* GIVEN TASK 1:
Extract from the records the lines starting with the line containing "spoon handle, each" and going on through the end of the records, copying them word for word.

* EXTRACTED TEXT:
-- begin --

Let's start with importing relevant modules and classes for setting up the automaton and the CommonRoad (CR) scenario.
In the next step, we load a CommonRoad scenario and its planning problem, which should be solved with the search algorithms. The meaning of the symbols in a scenario are explained as follows:
***Dot**: initial state projected onto the position domain
***Red rectangle**: static obstacle
***Yellow rectangle**: goal region projected onto the position domain
In the following, we load the pre-generated motion primitives from an XML-File, and generate a **Maneuver Automaton** out of them.
The maneuver automaton used for this tutorial consists of 7 motion primitives; the connectivity within the motion primitives are also computed and stored. Some additional explanations on the motion primitives:
* The motion primitives are generated for the *Kinematic Single Track Model* (see [Vehicle Model Documentation](https://gitlab.lrz.de/tum-cps/commonroad-vehicle-models/-/blob/master/vehicleModels_commonRoad.pdf)) with parameters taken from vehicle model *BMW320i* (id_type_vehicle=2).
* The motion primitives have a constant driving velocity of 9 m/s, varying steering angles with constant steering angle velocity, and a duration of 0.5 seconds. We assume constant input during this period.

-- end --

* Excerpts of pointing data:
-- begin --

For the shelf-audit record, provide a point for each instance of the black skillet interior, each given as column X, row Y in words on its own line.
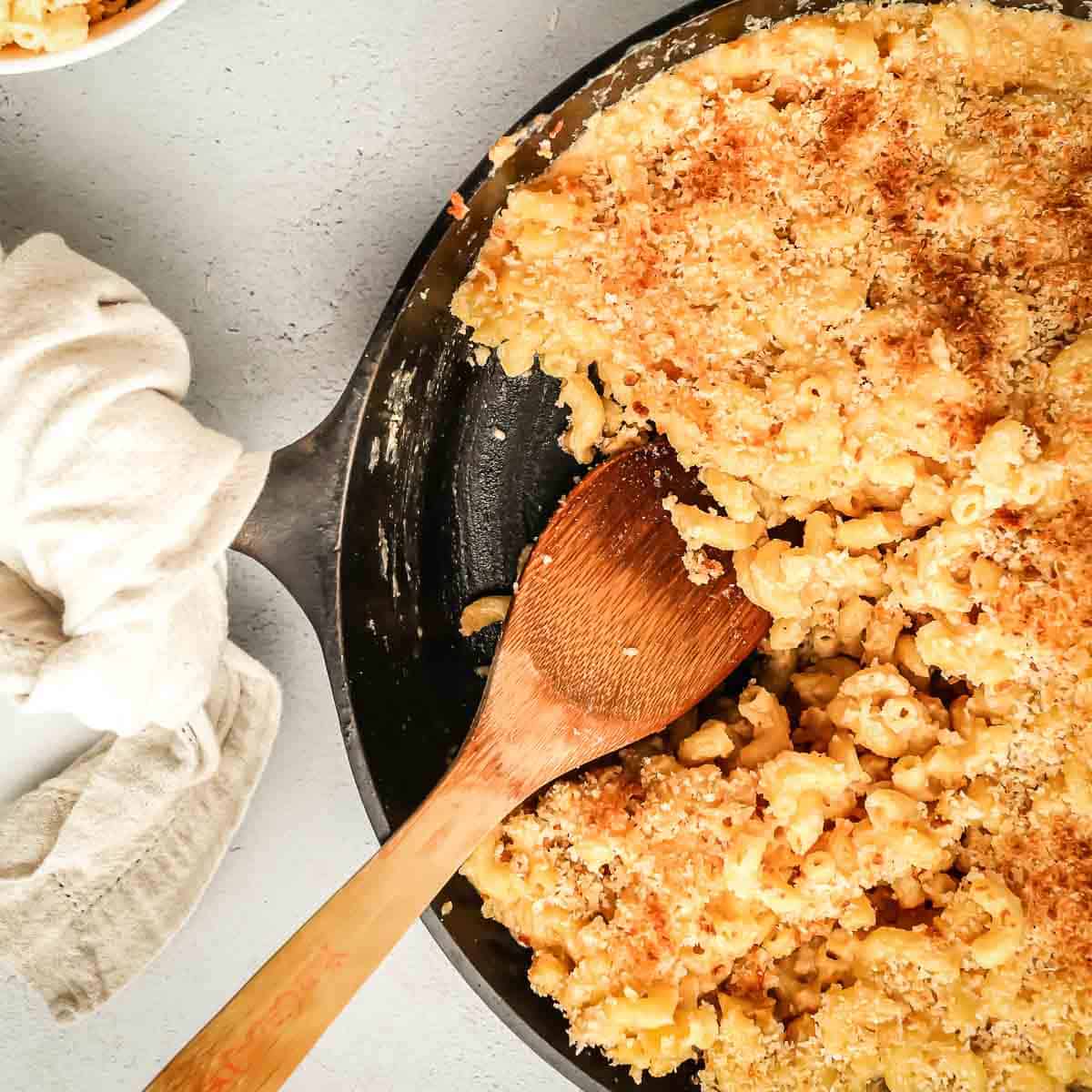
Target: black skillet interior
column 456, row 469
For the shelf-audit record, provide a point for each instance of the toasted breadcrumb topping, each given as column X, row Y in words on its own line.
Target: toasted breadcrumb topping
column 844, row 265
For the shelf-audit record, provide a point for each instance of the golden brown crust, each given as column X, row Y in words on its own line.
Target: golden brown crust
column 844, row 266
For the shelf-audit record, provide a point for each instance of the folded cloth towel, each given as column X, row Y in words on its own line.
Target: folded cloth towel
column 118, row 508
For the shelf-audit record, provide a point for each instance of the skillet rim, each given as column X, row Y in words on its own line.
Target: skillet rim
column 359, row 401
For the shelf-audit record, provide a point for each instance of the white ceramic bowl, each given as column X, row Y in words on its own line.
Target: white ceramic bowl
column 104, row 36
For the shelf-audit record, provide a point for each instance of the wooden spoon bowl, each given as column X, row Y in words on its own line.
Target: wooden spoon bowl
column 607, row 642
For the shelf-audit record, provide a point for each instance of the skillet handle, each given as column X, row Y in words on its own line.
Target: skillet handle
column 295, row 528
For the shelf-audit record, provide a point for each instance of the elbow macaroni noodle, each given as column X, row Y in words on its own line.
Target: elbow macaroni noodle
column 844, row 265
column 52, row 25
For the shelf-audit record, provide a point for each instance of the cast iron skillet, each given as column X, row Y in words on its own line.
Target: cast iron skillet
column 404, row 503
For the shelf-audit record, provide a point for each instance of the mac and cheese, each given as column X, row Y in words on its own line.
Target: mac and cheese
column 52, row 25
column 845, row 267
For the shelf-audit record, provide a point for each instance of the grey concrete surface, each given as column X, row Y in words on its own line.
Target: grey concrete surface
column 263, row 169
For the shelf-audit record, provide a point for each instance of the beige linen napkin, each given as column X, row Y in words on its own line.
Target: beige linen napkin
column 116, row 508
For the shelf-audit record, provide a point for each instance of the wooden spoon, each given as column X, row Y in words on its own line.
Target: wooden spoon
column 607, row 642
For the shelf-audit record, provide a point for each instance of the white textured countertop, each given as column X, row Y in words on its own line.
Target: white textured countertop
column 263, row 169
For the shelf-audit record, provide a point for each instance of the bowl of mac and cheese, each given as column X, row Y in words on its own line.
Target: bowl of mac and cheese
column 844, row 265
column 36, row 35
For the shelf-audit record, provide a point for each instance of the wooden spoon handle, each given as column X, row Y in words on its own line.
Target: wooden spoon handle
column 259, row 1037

-- end --

* GIVEN TASK 2:
Write what comes next in the tutorial on motion primitives and CommonRoad scenarios, starting right after its final sentence.

* WRITTEN RESPONSE 1:
For the shelf-audit record, provide a point for each instance of the wooden spoon handle, each given as column X, row Y in words on its own line.
Target: wooden spoon handle
column 259, row 1037

* WRITTEN RESPONSE 2:
* The motion primitives are generated for all combinations of the steering angles of values 0 rad and 0.2 rad at the initial state and the final state, thereby producing 2 (initial states) x 2 (final states) = 4 primitives. Except for the primive moving straight (with 0 rad steering angle at the initial and the final states), the remaining 3 left-turning primitives are mirrored with regard to the x-axis, resulting in a total number of 7 motion primitives.
* Two motion primitives are considered connectable if the velocity and the steering angle of the final state of the preceding primitive are equal to those of the initial state of the following primitive.
Next, we demonstrate the search results for the following algorithms:
1. Breadth-First Search (BFS)
2. Depth-First Search (DFS)
3. Depth-Limited Search (DLS)
4. Uniform-Cost Search (UCS)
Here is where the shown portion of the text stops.